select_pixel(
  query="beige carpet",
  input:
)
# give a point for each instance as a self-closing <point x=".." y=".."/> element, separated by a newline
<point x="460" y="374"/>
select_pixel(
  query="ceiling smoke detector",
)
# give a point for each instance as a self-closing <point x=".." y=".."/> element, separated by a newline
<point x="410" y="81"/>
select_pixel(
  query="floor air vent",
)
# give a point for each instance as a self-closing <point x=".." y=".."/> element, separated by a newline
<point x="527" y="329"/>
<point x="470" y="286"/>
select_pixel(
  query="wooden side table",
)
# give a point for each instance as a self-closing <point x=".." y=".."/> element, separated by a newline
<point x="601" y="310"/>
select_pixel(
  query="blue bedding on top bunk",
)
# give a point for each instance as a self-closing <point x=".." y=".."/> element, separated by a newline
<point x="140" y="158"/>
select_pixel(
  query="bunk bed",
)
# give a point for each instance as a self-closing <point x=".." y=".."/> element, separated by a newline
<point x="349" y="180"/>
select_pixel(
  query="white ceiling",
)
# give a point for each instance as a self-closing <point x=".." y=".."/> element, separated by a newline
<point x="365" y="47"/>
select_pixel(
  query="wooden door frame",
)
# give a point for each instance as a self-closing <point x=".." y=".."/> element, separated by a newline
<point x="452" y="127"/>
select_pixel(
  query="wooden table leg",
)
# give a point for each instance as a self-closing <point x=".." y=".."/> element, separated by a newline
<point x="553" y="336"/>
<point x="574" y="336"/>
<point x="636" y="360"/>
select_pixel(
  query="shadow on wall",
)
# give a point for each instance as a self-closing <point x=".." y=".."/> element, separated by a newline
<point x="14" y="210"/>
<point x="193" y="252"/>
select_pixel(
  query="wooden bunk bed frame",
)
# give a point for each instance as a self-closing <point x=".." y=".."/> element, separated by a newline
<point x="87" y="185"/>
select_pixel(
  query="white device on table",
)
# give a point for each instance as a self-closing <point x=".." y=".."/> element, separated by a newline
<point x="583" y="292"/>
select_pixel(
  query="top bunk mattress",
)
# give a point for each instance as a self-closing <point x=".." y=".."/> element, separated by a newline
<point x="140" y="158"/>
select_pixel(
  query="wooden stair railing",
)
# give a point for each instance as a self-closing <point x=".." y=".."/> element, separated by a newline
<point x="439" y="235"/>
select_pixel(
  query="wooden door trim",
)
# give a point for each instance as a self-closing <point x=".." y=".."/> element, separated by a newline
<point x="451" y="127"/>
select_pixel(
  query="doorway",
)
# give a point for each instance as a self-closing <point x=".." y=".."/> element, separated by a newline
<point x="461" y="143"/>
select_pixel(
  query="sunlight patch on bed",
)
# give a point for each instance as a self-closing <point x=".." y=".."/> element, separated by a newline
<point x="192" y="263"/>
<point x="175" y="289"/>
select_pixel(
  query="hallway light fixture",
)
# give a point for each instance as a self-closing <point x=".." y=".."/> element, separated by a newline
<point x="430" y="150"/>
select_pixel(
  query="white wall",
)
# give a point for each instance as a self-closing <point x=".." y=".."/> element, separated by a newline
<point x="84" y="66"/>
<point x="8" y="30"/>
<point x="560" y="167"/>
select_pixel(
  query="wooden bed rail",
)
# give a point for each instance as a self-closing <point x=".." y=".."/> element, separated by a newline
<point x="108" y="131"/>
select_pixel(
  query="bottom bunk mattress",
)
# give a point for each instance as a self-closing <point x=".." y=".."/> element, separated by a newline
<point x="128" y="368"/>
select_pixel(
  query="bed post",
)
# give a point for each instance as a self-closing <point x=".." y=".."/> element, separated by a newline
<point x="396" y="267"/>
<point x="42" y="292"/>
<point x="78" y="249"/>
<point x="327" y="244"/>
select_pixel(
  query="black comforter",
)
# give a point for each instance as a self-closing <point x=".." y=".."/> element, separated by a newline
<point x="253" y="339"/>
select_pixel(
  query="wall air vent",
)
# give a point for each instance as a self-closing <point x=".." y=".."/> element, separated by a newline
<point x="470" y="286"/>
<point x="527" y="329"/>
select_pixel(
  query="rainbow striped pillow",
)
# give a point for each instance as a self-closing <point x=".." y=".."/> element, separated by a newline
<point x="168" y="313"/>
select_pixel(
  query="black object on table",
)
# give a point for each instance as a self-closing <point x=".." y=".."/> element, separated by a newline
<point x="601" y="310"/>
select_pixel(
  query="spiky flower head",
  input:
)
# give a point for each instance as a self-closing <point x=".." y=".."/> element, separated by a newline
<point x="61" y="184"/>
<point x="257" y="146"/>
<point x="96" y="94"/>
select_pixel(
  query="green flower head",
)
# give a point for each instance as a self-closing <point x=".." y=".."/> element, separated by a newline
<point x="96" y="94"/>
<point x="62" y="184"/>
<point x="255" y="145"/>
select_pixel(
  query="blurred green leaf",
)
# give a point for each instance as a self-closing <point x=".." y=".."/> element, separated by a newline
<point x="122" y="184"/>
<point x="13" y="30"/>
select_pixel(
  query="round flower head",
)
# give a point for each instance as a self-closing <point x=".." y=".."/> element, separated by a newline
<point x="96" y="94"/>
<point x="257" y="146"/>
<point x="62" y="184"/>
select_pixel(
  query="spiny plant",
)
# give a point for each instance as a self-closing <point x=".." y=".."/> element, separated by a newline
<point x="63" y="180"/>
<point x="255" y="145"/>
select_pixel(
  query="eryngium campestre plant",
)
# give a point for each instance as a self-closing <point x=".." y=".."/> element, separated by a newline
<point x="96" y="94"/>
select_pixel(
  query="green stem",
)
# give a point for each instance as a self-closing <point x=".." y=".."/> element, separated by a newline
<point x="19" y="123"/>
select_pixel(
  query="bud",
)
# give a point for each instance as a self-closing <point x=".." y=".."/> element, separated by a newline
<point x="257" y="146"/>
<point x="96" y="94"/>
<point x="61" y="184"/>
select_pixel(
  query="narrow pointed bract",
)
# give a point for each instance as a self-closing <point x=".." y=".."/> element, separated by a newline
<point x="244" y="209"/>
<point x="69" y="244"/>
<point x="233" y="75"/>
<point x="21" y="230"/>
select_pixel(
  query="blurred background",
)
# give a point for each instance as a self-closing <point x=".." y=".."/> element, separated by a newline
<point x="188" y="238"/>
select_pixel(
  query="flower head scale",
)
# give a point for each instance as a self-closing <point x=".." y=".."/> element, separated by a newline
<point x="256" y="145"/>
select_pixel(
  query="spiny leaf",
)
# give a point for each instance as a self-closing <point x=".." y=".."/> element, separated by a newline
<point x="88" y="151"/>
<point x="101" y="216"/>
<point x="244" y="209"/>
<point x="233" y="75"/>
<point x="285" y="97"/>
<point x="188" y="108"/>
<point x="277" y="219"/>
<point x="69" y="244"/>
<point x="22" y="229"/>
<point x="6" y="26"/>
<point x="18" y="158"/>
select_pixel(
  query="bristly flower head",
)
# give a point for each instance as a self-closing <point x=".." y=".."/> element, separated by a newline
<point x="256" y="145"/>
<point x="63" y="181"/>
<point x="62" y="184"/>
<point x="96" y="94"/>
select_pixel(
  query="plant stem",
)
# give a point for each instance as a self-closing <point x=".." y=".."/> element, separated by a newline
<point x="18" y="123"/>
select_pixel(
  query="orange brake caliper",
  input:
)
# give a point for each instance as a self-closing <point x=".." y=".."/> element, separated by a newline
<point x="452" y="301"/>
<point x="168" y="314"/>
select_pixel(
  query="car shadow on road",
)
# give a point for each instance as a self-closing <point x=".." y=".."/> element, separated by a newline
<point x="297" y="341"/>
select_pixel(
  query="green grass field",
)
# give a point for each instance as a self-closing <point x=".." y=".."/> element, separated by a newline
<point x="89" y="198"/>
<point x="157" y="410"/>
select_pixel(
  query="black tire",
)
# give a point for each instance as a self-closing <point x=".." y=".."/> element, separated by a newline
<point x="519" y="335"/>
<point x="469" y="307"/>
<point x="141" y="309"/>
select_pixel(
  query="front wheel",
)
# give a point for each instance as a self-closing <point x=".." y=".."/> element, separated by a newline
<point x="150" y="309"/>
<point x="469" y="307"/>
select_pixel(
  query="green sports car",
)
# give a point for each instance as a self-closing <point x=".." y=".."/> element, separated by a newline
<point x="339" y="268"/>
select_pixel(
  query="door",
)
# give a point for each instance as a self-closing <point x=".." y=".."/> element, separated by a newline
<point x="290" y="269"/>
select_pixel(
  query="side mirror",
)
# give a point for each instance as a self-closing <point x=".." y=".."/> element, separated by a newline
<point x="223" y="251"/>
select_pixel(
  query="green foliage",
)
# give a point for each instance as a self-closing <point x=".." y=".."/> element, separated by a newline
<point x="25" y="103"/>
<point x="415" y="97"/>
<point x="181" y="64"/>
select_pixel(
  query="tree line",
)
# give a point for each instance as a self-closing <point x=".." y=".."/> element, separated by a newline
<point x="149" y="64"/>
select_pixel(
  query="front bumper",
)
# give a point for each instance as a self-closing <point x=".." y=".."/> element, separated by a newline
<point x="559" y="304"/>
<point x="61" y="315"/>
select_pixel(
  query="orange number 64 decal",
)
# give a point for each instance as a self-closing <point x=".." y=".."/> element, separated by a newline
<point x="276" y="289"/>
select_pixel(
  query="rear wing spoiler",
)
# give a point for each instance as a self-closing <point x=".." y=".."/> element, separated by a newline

_ _ _ _ _

PROBLEM -
Filter the records down to each line containing the word "mattress", and copy those lines.

FULL ANSWER -
  query="top bunk mattress",
  query="bottom bunk mattress",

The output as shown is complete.